[Information shown start]
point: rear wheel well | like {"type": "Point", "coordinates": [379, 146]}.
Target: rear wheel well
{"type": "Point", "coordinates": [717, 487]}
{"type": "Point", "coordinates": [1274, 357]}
[Information shown end]
[Information shown start]
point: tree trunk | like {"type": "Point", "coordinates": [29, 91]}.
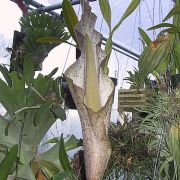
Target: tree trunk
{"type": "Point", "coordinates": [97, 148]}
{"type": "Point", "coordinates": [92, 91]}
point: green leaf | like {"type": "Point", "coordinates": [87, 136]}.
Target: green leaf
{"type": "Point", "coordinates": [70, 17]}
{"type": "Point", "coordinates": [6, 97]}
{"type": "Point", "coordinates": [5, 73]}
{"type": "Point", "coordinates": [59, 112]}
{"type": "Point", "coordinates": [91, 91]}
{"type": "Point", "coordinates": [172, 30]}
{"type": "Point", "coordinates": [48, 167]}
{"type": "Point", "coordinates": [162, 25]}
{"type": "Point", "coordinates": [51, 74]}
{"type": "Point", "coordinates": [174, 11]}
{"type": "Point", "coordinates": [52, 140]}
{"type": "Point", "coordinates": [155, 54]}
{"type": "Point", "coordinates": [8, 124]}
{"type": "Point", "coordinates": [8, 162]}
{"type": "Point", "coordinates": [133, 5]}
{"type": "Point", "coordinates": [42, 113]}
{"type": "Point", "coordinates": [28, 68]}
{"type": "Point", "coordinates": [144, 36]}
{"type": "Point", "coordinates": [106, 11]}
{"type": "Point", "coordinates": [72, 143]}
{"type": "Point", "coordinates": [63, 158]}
[Information shown end]
- _Exercise brief_
Count the lines in the data above that contain the word "like". Reply with that number only.

- _Response to this exercise_
3